Federal Laws Relating to Cybersecurity: Overview and Discussion of Proposed Revisions

Eric A. Fischer
Senior Specialist in Science and Technology

For more than a decade, various experts have expressed increasing concerns about cybersecurity, in light of the growing frequency, impact, and sophistication of attacks on information systems in the United States and abroad. Consensus has also been building that the current legislative framework for cybersecurity might need to be revised.

The complex federal role in cybersecurity involves both securing federal systems and assisting in protecting nonfederal systems. Under current law, all federal agencies have cybersecurity responsibilities relating to their own systems, and many have sector-specific responsibilities for critical infrastructure.

More than 50 statutes address various aspects of cybersecurity either directly or indirectly, but there is no overarching framework legislation in place. While revisions to most of those laws have been proposed over the past few years, no major cybersecurity legislation has been enacted since 2002.

==================================================

Quote the overview of federal cybersecurity laws from "For more than" down to "responsibilities for critical infrastructure.". You won't need the entries.

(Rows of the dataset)
==================================================

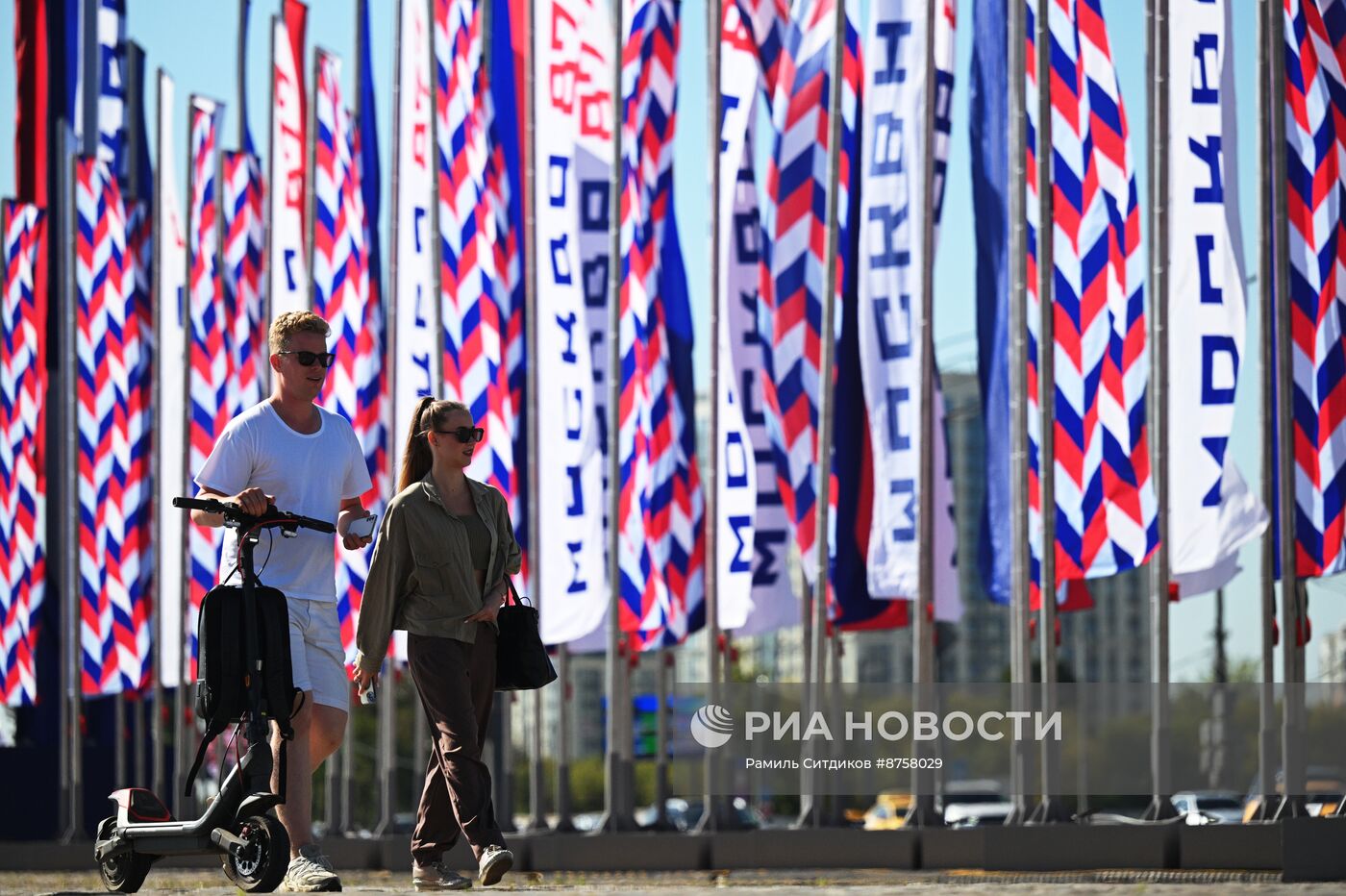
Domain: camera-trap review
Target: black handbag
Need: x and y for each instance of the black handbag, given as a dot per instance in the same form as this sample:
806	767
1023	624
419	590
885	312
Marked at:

==================================================

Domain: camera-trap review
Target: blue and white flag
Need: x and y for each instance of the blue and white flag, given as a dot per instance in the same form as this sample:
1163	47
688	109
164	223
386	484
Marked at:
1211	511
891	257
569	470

==================================================

__Output__:
For more than a decade, various experts have expressed increasing concerns about cybersecurity, in light of the growing frequency, impact, and sophistication of attacks on information systems in the United States and abroad. Consensus has also been building that the current legislative framework for cybersecurity might need to be revised.

The complex federal role in cybersecurity involves both securing federal systems and assisting in protecting nonfederal systems. Under current law, all federal agencies have cybersecurity responsibilities relating to their own systems, and many have sector-specific responsibilities for critical infrastructure.